▶ [OBJECTIVE]: List every line in the items that contains the string "Test", with case counting for matches.

▶ [RECORDS]:
####################

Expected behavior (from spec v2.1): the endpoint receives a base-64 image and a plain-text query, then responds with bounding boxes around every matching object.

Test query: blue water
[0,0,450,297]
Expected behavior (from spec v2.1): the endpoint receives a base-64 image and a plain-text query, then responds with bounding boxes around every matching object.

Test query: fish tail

####################

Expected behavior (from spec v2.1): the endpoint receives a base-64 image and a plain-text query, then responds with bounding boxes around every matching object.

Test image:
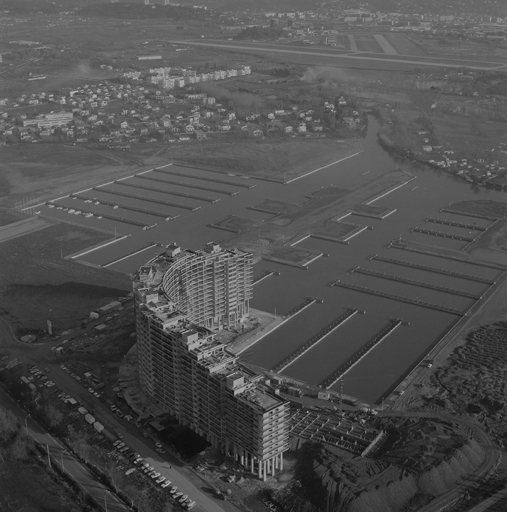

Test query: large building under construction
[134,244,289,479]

####################

▶ [FULL SOLUTION]:
Test query: blue water
Test query: fish tail
Test image:
Test query: large building under construction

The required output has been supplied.